_Prompt:_
Which rows below contain the string "blonde"? Gather each of those rows and copy it in full, treating uppercase and lowercase as different.

Dataset excerpt
>>>>

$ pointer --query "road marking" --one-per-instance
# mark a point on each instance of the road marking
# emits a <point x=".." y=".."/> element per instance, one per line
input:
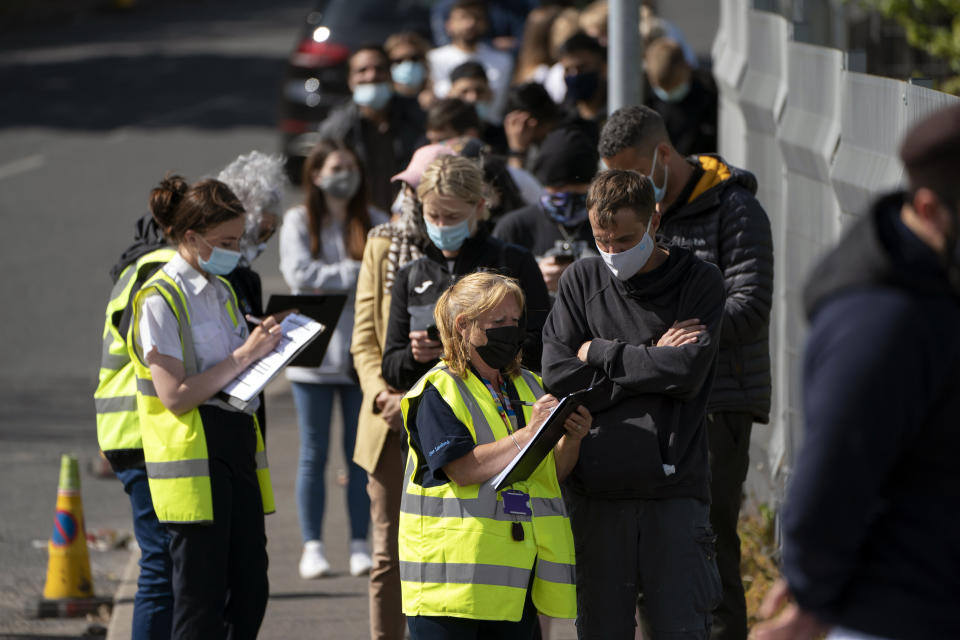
<point x="22" y="165"/>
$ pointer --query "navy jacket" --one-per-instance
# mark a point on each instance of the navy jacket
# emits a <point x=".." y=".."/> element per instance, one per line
<point x="872" y="515"/>
<point x="649" y="403"/>
<point x="718" y="217"/>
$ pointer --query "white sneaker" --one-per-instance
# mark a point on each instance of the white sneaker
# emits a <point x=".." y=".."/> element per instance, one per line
<point x="313" y="564"/>
<point x="360" y="562"/>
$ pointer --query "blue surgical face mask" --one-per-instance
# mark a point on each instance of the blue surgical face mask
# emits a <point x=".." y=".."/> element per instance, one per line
<point x="221" y="261"/>
<point x="569" y="209"/>
<point x="409" y="73"/>
<point x="448" y="238"/>
<point x="626" y="264"/>
<point x="373" y="95"/>
<point x="677" y="94"/>
<point x="658" y="192"/>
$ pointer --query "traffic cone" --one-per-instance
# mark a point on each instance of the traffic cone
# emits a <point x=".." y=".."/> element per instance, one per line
<point x="69" y="588"/>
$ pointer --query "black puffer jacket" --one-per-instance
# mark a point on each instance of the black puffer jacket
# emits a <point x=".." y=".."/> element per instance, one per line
<point x="720" y="220"/>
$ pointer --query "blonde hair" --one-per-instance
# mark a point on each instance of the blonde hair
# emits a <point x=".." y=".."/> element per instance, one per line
<point x="457" y="177"/>
<point x="467" y="300"/>
<point x="664" y="60"/>
<point x="564" y="25"/>
<point x="593" y="18"/>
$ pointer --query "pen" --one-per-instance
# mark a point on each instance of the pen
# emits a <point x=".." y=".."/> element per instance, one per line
<point x="256" y="320"/>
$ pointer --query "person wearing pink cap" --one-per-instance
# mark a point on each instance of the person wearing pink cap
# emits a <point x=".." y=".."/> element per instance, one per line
<point x="389" y="247"/>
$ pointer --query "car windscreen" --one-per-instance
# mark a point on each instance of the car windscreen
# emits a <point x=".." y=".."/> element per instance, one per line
<point x="363" y="21"/>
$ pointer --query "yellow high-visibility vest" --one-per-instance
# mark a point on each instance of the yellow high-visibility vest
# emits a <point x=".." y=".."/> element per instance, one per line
<point x="457" y="555"/>
<point x="175" y="446"/>
<point x="118" y="428"/>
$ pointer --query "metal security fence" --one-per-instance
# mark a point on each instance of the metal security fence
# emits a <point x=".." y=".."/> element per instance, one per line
<point x="823" y="142"/>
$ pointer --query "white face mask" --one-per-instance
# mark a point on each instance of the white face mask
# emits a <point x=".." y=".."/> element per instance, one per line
<point x="626" y="264"/>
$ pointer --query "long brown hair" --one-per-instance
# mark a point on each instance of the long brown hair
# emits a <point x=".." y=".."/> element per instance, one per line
<point x="358" y="215"/>
<point x="535" y="49"/>
<point x="178" y="207"/>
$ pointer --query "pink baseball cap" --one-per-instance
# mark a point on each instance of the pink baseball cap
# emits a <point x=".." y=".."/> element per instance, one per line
<point x="422" y="157"/>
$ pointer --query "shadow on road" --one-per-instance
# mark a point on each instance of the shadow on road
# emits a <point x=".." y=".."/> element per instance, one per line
<point x="103" y="93"/>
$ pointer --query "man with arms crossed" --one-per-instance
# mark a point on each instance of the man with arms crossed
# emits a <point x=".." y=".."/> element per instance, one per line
<point x="708" y="206"/>
<point x="639" y="495"/>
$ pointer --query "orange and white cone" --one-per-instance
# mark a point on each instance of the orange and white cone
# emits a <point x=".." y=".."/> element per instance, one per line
<point x="69" y="588"/>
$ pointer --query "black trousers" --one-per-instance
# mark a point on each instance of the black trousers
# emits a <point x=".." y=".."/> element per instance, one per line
<point x="660" y="548"/>
<point x="220" y="584"/>
<point x="729" y="435"/>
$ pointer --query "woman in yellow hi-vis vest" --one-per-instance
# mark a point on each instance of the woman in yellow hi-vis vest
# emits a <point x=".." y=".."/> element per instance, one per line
<point x="205" y="460"/>
<point x="474" y="562"/>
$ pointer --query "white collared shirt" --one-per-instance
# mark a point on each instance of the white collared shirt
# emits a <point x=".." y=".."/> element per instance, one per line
<point x="214" y="335"/>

<<<<

_Solved exercise:_
$ pointer --query "blonde hair" --one-per-instance
# mark a point on each instance of the blonde hair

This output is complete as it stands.